DO THIS = Reproduce the lines below word for word, keeping every character, space, and line break as it appears.
##############################
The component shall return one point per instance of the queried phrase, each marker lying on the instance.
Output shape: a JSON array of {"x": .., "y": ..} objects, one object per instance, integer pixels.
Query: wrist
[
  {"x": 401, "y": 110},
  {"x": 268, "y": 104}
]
##############################
FINAL RESULT =
The component shall return one point per instance of the queried phrase, each marker lying on the instance.
Output shape: a JSON array of {"x": .., "y": ..} objects, one object per instance, integer pixels.
Query: wrist
[
  {"x": 401, "y": 110},
  {"x": 268, "y": 104}
]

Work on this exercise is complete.